WORK TO COMPLETE:
Render the stretch of the listing from the line containing "Detect blue jeans." through the line containing "xmin=778 ymin=294 xmax=795 ymax=357" as a Markdown table with the columns Row and Line, numbering each line and leaving out blank lines. Include only those lines.

INFORMATION PROVIDED:
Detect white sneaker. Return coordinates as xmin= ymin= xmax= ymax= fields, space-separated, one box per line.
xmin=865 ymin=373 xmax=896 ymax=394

* * *

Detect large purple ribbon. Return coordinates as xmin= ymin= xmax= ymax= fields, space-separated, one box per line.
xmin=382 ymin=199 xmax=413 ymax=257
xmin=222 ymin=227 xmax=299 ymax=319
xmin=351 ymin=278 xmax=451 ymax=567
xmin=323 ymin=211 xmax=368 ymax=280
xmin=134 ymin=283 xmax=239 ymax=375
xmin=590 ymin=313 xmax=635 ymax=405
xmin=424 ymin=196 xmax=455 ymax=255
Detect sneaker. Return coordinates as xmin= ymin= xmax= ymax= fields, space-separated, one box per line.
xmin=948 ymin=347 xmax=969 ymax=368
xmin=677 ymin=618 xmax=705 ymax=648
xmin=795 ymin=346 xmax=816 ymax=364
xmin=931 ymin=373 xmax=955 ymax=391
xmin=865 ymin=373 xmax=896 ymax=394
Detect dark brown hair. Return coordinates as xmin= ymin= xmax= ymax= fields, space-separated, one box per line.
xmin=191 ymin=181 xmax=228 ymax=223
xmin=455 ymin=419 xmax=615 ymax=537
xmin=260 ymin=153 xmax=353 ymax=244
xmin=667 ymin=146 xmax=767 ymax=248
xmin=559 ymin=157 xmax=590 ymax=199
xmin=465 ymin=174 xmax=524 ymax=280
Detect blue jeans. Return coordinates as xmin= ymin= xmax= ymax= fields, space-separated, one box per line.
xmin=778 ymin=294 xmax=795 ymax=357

--

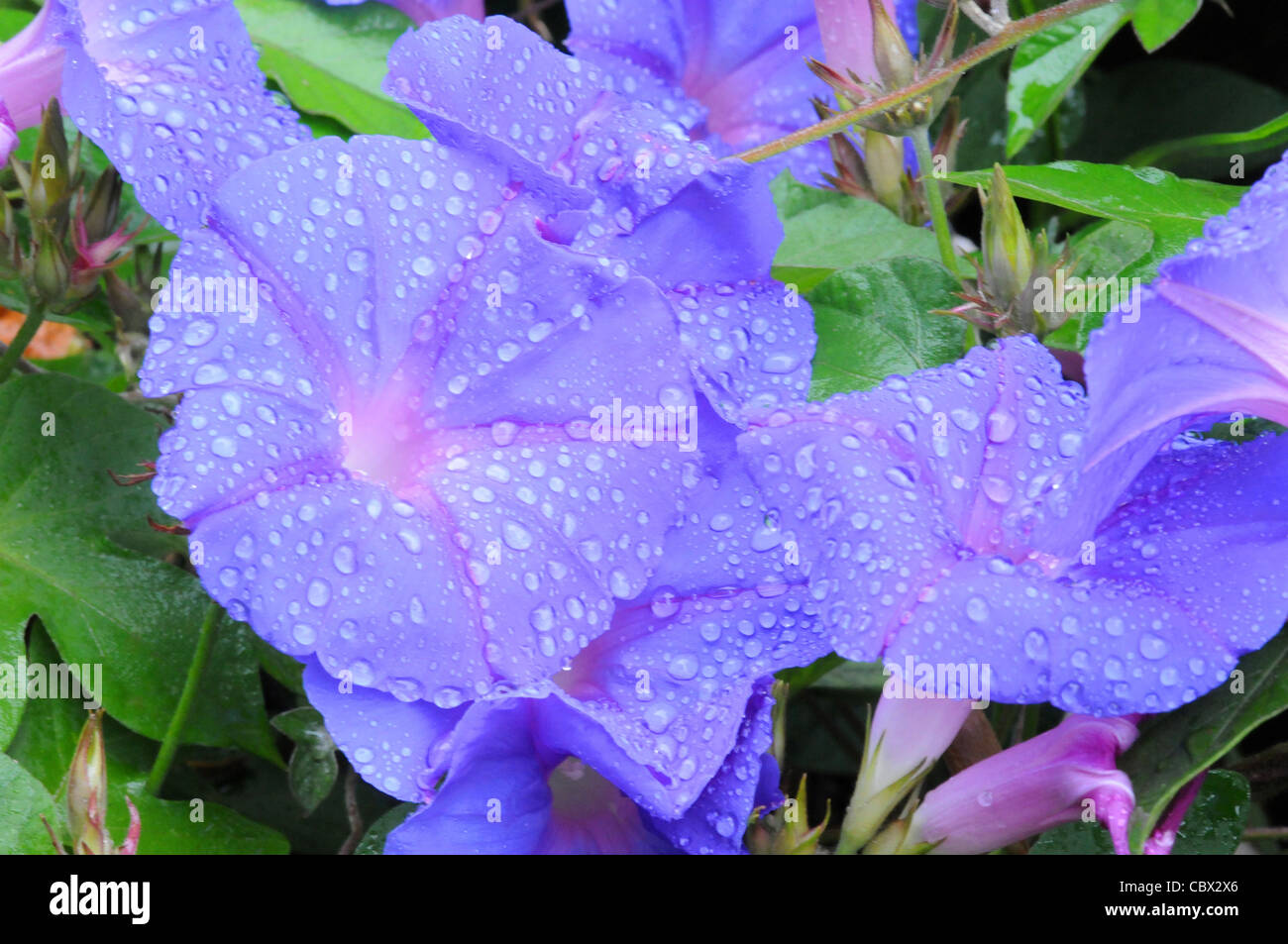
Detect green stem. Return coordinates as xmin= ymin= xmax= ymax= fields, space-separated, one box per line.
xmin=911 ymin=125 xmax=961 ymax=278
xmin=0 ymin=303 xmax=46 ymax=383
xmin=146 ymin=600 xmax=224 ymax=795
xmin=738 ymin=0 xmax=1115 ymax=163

ANSWER TO THIS EXERCISE:
| Row | Line |
|---|---|
| 1 | Detect blue jeans. Return coordinates as xmin= ymin= xmax= ymax= fields, space-separated, one box per line. |
| 2 | xmin=778 ymin=294 xmax=795 ymax=357 |